---- Фрагмент страницы
Его отрывки они смотрели, словно делали одолжение, даже если внешне все обстояло весьма пристойно, а вскоре к нему стали так относиться и многие студенты нашего курса. Борис Ильич был строг, придирчив, больше думал о нас, чем о своем режиссерском реноме. Он не прикрывал нас своей режиссурой, как это делали другие, он учил проявлять собственную индивидуальность.

Меня Вершилов долбал немилосердно, придирался, издевался над моей дикцией, пригрозил, что выгонит, если я за год не исправлю речь. Я обижался, злился, но над речью работал фанатично.

Когда я играл дипломный спектакль, Борис Ильич поразил меня тем, что пришел за кулисы поздравить и подарил свой портрет с надписью:

Милый Миша! Я всегда с радостью буду вспоминать Вашу упорную работу над собой, над совершенствованием своего таланта. Вашу пытливую, жадную мысль, стремящуюся проникнуть в тайну нашего искусства, и горячо желаю Вам большой дороги, вечной молодости, непрерывного движения вперед…

Ваш Б. Вершилов.

14. II. 1956 г.

А я-то всегда считал, что он меня не любит и несправедлив

ко мне.

Он был единственным из моих учителей, который нашел время посмотреть моего Гамлета… Нет, вру! Другим был еще А. М. Комиссаров, Шурик Комиссаров, как его называли во МХАТе. Острохарактерный, комедийный актер, прославившийся ролью Керубино в "Женитьбе Фигаро", которую поставил сам К. С. Станиславский.
--------
---- Предоставленные материалы
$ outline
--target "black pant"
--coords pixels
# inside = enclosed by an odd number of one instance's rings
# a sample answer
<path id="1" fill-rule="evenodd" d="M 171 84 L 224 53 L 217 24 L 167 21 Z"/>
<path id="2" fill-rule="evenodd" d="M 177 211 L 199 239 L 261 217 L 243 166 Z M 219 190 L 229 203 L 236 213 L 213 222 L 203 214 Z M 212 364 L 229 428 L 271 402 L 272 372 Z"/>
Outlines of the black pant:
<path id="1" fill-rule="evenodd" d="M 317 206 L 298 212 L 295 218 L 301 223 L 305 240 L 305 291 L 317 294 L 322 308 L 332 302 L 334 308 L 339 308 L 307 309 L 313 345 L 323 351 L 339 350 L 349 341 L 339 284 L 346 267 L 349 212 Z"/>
--------
Условие задания: Пожалуйста, отредактируйте фрагмент воспоминаний от слов «Когда я играл» до слов «Ваш Б. Вершилов.» включительно, заменив «упорную» на «настойчивую».

Письменный ответ:
Когда я играл дипломный спектакль, Борис Ильич поразил меня тем, что пришел за кулисы поздравить и подарил свой портрет с надписью:

Милый Миша! Я всегда с радостью буду вспоминать Вашу настойчивую работу над собой, над совершенствованием своего таланта. Вашу пытливую, жадную мысль, стремящуюся проникнуть в тайну нашего искусства, и горячо желаю Вам большой дороги, вечной молодости, непрерывного движения вперед…

Ваш Б. Вершилов.